======== Data to process ========
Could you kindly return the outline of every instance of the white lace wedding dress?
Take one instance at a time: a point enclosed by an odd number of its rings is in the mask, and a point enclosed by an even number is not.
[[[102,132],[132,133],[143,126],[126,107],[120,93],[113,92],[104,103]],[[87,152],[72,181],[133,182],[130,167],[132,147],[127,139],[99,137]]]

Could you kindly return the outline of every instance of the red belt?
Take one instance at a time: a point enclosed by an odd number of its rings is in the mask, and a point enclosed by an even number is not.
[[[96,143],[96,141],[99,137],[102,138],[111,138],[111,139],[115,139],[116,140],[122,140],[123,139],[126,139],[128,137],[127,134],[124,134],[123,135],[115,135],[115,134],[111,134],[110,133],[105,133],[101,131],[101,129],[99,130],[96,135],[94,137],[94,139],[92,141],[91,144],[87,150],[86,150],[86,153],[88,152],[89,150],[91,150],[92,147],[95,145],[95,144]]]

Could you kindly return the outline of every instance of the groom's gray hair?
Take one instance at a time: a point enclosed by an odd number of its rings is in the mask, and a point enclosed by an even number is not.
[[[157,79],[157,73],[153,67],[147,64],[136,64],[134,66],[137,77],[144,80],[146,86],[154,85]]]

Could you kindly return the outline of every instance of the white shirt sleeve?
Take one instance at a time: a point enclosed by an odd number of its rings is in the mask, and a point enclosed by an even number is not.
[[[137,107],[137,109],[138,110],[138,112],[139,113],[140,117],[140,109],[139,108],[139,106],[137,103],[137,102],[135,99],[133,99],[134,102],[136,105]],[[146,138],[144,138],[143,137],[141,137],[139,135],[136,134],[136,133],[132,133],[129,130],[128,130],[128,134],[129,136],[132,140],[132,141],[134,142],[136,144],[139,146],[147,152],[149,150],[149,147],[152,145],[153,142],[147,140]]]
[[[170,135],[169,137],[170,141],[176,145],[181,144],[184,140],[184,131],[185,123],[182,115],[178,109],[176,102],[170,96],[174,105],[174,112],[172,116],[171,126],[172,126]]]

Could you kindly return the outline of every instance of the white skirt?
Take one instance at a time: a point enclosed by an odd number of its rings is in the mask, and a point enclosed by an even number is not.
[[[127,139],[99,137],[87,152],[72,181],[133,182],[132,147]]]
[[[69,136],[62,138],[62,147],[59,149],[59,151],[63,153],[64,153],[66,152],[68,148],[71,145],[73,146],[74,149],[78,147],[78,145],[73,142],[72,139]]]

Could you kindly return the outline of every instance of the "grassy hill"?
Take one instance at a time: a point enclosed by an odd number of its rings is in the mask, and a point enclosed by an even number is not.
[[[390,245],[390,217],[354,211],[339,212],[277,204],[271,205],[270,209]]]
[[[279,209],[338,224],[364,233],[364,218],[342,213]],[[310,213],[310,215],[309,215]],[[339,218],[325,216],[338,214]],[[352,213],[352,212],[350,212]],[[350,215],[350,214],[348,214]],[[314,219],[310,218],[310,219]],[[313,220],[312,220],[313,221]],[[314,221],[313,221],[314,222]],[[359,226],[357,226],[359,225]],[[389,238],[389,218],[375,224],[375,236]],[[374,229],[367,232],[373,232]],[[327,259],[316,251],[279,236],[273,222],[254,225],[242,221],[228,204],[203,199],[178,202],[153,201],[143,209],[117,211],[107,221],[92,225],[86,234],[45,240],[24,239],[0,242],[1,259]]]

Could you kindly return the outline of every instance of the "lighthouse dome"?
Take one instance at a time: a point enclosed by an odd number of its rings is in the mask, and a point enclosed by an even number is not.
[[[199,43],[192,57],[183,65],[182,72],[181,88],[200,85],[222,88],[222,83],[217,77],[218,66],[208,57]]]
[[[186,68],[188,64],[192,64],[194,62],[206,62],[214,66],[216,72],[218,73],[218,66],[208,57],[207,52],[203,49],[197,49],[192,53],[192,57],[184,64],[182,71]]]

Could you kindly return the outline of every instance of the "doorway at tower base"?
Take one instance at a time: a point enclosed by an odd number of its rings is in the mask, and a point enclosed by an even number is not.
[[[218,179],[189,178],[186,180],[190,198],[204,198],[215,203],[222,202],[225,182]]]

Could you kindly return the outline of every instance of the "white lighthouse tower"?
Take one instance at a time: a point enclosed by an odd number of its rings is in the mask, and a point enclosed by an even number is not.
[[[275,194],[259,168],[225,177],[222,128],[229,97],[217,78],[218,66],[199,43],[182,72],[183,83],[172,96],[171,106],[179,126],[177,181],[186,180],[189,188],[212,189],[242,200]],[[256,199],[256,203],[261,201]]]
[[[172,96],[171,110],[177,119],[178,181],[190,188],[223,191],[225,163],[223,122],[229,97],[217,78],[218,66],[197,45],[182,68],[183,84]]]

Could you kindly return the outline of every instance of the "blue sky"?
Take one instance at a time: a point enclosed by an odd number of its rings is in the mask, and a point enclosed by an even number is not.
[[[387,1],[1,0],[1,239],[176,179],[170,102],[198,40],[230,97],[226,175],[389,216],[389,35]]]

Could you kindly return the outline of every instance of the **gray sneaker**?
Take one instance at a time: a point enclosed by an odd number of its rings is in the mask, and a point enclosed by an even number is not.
========
Repeat every entry word for word.

Response to the exercise -
Could you kindly return the outline of every instance of the white lace wedding dress?
Take one instance at a time: a point enclosed by an odd number of its rings is in the mask, and a point enclosed by an even number is not.
[[[102,132],[132,133],[143,126],[126,107],[120,93],[113,92],[104,103]],[[87,152],[72,181],[133,182],[130,167],[132,147],[127,139],[99,137]]]

Could you kindly return the outline of every instance of the red belt?
Take one instance at a time: a point enclosed by an odd number of its rings is in the mask, and a point enclosed by an even number is not.
[[[96,143],[96,141],[99,137],[102,138],[111,138],[111,139],[115,139],[116,140],[122,140],[123,139],[126,139],[128,137],[127,134],[124,134],[123,135],[115,135],[115,134],[111,134],[110,133],[105,133],[101,131],[101,129],[99,130],[96,135],[94,137],[94,139],[92,141],[91,144],[87,150],[86,150],[86,153],[88,152],[89,150],[91,150],[92,147],[95,145],[95,144]]]

Could you kindly return the outline of every instance of the groom's gray hair?
Take one instance at a time: a point enclosed by an odd number of its rings is in the mask, and a point enclosed by an even number is not.
[[[157,79],[157,73],[153,67],[147,64],[136,64],[134,66],[137,77],[144,80],[146,86],[154,85]]]

Could you kindly return the outline of every instance of the white shirt sleeve?
Take one instance at a time: a point enclosed by an odd number of its rings is in the mask, and a point enclosed by an even number is not.
[[[137,107],[137,109],[138,110],[138,112],[139,113],[140,117],[140,109],[139,108],[139,106],[137,103],[137,102],[135,99],[133,99],[134,102],[136,105]],[[146,138],[144,138],[143,137],[141,137],[139,135],[136,134],[136,133],[132,133],[129,130],[128,130],[128,134],[129,136],[132,140],[132,141],[134,142],[136,144],[139,146],[147,152],[149,150],[149,147],[152,145],[153,142],[147,140]]]
[[[170,135],[169,137],[170,141],[176,145],[181,144],[184,140],[184,131],[185,123],[182,115],[178,109],[176,102],[170,96],[174,105],[174,112],[172,116],[171,126],[172,126]]]

Could you kindly return the outline of every instance of the white skirt?
Take one instance at a time: a point enclosed by an odd number of its rings is in the mask, and a point enclosed by an even number is not.
[[[127,139],[99,137],[87,152],[72,181],[133,182],[132,147]]]
[[[69,136],[62,138],[62,147],[59,149],[59,151],[63,153],[64,153],[66,152],[68,148],[71,145],[73,146],[74,149],[78,147],[78,145],[73,142],[72,139]]]

Could you kindly return the outline of every instance of the "grassy hill"?
Take one instance at a time: a point enclosed by an odd number of its rings is in the mask, and a point enclosed by an even number is not.
[[[390,245],[390,217],[354,211],[339,212],[277,204],[271,205],[270,209]]]
[[[279,209],[338,224],[364,233],[364,218],[342,213]],[[310,213],[310,215],[309,215]],[[339,218],[325,216],[338,214]],[[352,213],[352,212],[350,212]],[[350,215],[350,214],[348,214]],[[314,219],[310,218],[310,219]],[[313,220],[312,220],[313,221]],[[314,221],[313,221],[314,222]],[[359,226],[357,226],[359,225]],[[389,238],[389,218],[375,224],[375,236]],[[374,229],[367,232],[373,232]],[[327,259],[316,251],[279,236],[273,222],[254,225],[242,221],[228,204],[203,199],[178,202],[153,201],[143,209],[117,211],[107,221],[92,225],[86,234],[45,240],[24,239],[0,242],[1,259]]]

Could you kindly return the outline of every instance of the "lighthouse dome"?
Take one instance at a time: a point enclosed by an odd number of its rings is in the mask, and a point enclosed by an even number is not.
[[[199,43],[192,57],[183,65],[182,72],[181,88],[200,85],[222,88],[222,83],[217,77],[218,66],[208,57]]]
[[[186,68],[188,64],[192,64],[194,62],[206,62],[214,66],[216,72],[218,73],[218,66],[208,57],[207,52],[203,49],[197,49],[192,53],[192,57],[184,64],[182,71]]]

Could you kindly return the outline of every instance of the "doorway at tower base"?
Take one instance at a time: a point enclosed by an odd number of its rings is in the mask, and a point enclosed by an even number is not.
[[[218,179],[189,178],[186,180],[190,198],[204,198],[215,203],[222,202],[225,182]]]

Could you kindly return the outline of every instance of the "white lighthouse tower"?
Take one instance at a time: a point enclosed by an odd number of its rings is in the mask, and a point enclosed by an even number is not.
[[[275,194],[259,168],[225,177],[222,128],[229,97],[217,78],[218,66],[199,43],[182,72],[183,83],[172,96],[171,106],[179,126],[177,181],[186,180],[189,188],[212,189],[242,200]],[[256,199],[256,203],[261,201]]]
[[[172,96],[171,110],[177,119],[178,181],[190,188],[223,191],[225,163],[223,122],[229,97],[217,78],[218,66],[197,45],[182,68],[183,84]]]

Could you kindly return the outline of every instance of the "blue sky"?
Take one instance at a time: a point enclosed by an odd number of its rings is in the mask, and a point enclosed by an even number is not.
[[[387,1],[1,0],[1,239],[176,179],[170,102],[198,40],[230,97],[226,175],[389,216],[389,35]]]

Could you kindly return the outline of every instance of the **gray sneaker**?
Take one instance at a time: a point enclosed by an odd number of its rings is in the mask, and a point enclosed by an even number is not.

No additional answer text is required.